Format the part of the listing that begins with the line containing "Check this image for the presence of any street" and ends with the line containing "left=827, top=198, right=833, bottom=262", both included, as a JSON list of strings, one per line and blank lines omitted.

■ **INPUT DATA**

* * *

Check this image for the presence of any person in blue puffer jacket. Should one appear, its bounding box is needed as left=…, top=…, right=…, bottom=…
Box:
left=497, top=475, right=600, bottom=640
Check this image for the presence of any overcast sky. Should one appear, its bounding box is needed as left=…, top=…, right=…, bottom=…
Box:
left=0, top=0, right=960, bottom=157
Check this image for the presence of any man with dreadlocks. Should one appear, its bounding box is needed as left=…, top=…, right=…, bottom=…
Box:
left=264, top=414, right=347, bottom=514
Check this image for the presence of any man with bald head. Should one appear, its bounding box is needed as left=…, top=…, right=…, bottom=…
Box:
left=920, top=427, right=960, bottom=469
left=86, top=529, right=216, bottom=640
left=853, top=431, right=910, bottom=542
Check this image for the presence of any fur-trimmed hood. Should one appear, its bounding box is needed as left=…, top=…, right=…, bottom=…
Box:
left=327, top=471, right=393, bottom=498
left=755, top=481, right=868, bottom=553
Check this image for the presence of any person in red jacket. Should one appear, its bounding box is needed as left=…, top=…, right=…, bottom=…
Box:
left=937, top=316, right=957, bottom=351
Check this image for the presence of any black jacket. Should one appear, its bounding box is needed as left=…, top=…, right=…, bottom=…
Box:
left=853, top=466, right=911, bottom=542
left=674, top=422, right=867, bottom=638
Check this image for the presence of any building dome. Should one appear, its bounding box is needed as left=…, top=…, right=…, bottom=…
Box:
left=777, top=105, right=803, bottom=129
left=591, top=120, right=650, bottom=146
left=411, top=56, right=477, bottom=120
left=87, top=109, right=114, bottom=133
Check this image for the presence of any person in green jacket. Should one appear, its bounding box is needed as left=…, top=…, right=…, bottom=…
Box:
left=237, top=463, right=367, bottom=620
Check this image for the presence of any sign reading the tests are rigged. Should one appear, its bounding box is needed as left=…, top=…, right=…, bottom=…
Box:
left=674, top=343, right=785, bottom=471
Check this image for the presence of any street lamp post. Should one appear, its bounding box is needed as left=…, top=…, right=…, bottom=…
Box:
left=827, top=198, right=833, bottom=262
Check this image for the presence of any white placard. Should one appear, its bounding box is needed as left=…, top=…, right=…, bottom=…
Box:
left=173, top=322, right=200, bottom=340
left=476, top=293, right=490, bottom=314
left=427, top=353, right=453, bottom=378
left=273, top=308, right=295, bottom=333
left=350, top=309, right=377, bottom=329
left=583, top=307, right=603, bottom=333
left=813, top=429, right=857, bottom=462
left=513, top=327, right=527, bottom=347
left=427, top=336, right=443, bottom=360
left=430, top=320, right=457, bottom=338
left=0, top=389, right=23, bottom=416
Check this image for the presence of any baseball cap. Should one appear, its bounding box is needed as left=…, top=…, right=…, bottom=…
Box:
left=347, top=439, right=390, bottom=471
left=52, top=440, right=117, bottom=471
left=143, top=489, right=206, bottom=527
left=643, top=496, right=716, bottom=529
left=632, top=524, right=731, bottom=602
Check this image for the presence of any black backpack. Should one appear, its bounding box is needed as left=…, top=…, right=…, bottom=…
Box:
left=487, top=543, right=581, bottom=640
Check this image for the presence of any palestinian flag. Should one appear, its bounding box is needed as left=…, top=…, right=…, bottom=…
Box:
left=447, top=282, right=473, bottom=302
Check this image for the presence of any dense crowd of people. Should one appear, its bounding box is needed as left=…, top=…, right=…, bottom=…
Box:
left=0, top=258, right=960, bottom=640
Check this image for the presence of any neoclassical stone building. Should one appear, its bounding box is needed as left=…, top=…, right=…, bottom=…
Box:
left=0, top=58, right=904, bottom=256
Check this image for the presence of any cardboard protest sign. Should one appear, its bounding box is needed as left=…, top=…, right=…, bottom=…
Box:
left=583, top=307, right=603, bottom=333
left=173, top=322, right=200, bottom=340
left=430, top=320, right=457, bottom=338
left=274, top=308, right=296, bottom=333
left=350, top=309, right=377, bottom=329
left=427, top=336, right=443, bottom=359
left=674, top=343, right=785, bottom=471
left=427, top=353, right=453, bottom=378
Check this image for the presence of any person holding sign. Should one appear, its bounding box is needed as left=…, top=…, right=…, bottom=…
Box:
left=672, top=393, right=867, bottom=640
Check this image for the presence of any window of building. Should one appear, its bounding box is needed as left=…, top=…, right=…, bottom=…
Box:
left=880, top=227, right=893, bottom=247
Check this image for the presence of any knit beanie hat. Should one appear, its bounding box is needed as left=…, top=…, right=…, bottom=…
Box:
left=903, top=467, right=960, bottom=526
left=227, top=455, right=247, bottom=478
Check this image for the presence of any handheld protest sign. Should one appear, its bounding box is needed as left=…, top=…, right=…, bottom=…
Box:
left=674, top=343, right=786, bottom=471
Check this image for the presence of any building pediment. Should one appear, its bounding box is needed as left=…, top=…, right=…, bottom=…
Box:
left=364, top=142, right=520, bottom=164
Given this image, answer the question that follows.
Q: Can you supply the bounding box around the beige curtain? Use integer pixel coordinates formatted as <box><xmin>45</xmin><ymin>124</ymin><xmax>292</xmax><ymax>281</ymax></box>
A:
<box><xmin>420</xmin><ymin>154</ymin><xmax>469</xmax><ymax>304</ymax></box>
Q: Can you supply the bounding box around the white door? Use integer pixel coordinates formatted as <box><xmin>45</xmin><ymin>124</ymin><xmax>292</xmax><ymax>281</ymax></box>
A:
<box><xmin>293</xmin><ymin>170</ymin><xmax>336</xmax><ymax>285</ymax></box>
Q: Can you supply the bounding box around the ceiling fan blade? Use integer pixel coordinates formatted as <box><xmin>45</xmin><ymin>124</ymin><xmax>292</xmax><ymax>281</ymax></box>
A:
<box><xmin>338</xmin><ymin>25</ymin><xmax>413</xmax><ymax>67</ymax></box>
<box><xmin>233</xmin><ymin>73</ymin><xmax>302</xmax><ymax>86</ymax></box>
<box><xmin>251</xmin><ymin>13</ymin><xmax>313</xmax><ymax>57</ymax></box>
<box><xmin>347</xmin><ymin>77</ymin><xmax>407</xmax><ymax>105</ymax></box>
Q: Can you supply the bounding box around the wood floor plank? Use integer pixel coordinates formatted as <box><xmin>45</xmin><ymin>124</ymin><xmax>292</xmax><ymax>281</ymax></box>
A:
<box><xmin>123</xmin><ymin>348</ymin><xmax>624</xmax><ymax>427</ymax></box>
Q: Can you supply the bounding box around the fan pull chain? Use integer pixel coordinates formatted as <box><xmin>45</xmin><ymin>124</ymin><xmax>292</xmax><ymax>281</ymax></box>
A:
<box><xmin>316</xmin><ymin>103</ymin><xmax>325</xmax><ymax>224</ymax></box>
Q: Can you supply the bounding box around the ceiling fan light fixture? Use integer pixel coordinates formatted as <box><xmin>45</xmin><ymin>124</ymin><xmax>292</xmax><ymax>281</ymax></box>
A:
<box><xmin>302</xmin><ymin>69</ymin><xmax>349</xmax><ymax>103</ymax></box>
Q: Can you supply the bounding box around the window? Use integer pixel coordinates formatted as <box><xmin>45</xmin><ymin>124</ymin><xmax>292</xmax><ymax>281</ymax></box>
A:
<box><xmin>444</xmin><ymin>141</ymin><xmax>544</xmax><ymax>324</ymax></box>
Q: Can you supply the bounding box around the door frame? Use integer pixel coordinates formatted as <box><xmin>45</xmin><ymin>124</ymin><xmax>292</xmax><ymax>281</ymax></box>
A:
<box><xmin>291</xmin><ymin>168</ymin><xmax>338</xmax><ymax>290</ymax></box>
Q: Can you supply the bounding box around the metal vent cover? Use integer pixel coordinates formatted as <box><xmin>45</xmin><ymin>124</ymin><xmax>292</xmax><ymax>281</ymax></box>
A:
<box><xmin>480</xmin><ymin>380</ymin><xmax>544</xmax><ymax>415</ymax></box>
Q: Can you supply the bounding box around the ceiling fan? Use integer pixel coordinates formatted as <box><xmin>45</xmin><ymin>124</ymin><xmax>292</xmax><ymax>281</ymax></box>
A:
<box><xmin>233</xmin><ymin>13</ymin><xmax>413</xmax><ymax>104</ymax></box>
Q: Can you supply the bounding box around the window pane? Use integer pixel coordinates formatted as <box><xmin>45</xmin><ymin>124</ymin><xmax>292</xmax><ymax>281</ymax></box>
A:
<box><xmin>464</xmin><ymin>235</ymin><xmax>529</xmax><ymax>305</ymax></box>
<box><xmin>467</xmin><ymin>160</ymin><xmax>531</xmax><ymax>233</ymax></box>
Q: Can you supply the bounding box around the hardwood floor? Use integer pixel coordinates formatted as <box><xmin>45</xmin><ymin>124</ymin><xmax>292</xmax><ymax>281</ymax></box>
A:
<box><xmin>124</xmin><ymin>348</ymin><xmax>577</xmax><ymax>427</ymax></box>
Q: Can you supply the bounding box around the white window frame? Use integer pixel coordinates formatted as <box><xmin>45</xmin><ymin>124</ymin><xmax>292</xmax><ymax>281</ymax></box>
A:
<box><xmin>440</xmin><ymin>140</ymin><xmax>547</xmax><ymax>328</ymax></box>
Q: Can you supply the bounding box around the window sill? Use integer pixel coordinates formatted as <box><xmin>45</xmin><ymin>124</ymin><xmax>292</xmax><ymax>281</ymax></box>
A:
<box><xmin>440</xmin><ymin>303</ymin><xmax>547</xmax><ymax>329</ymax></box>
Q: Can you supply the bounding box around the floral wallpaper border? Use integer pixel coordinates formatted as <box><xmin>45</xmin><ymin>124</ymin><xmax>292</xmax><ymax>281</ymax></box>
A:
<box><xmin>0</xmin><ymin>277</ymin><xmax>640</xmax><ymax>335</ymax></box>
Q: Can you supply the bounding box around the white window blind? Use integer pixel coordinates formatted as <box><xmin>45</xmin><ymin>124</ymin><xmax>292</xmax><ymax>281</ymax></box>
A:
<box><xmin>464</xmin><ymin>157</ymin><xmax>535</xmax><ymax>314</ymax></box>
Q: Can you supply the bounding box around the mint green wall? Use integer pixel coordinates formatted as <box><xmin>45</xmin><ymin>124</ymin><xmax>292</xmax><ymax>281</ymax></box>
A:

* * *

■ **WORKED ANSWER**
[
  "Check this image for the presence of any street lamp post. Should one appear, its bounding box is needed as left=…, top=…, right=…, bottom=…",
  "Box:",
  "left=827, top=198, right=833, bottom=262"
]